§ **TO BE DONE**: Transcribe verbatim the passage of the case summary that opens with the words containing "Quartermaster Seaman Apprentice" and closes with "impairment by alcohol.".

§ **DOCUMENT**:
CAAF decided the Navy case of United States v. Andrews, 77 M.J. 393, No.17-0480/NA (CAAFlog case page) (link to slip op.), on Tuesday, May 22, 2018. Rejecting the Navy-Marine Corps Appellate Government Division’s argument that the failure to object to improper argument at trial waives any error on appeal, CAAF concludes that any improper argument by the prosecution in this particular case was harmless and affirms the decision of the Navy-Marine Corps CCA.

Judge Sparks writes for a unanimous court.

Quartermaster Seaman Apprentice (E-2) Andrews pleaded guilty to fleeing apprehension, making a false official statement, wrongful use of marijuana, and larceny. But he pleaded not guilty to three sexual offenses. After a contested trial before members, Andrews was convicted of one of those three offenses: sexual assault of a person who was incapable of consenting due to impairment by alcohol.

The prosecution’s closing argument, however, crossed the line, and the Navy-Marine Corps CCA found that the trial counsel committed severe prosecutorial misconduct during that argument. Nevertheless, the CCA concluded that the misconduct did not prejudice Andrews. CAAF then granted review of a single issue questioning that no-prejudice conclusion:

The lower court found severe prosecutorial misconduct. Then it affirmed the findings and sentence, giving its imprimatur to the prosecutorial misconduct in Appellant’s case. Did the lower court err?

§ **INFORMATION PROVIDED**:
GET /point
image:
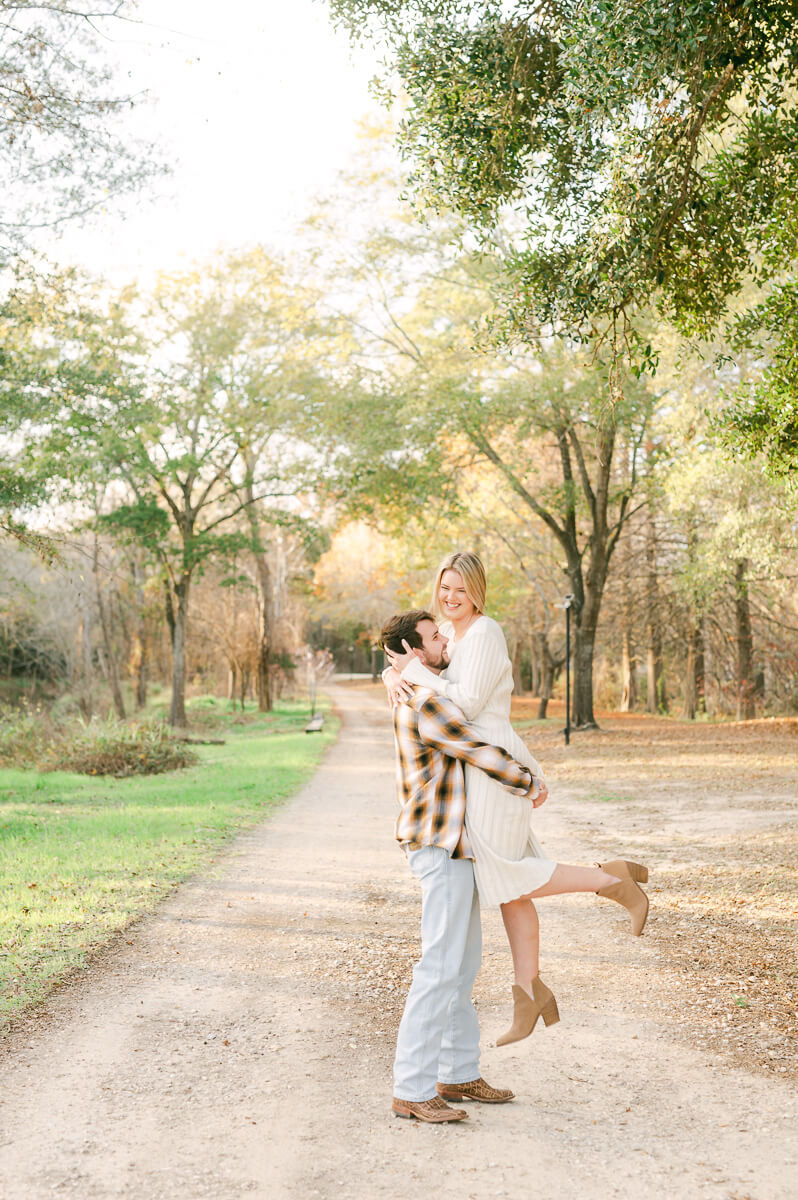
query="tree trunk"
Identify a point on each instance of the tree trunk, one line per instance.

§ **TASK OUTPUT**:
Quartermaster Seaman Apprentice (E-2) Andrews pleaded guilty to fleeing apprehension, making a false official statement, wrongful use of marijuana, and larceny. But he pleaded not guilty to three sexual offenses. After a contested trial before members, Andrews was convicted of one of those three offenses: sexual assault of a person who was incapable of consenting due to impairment by alcohol.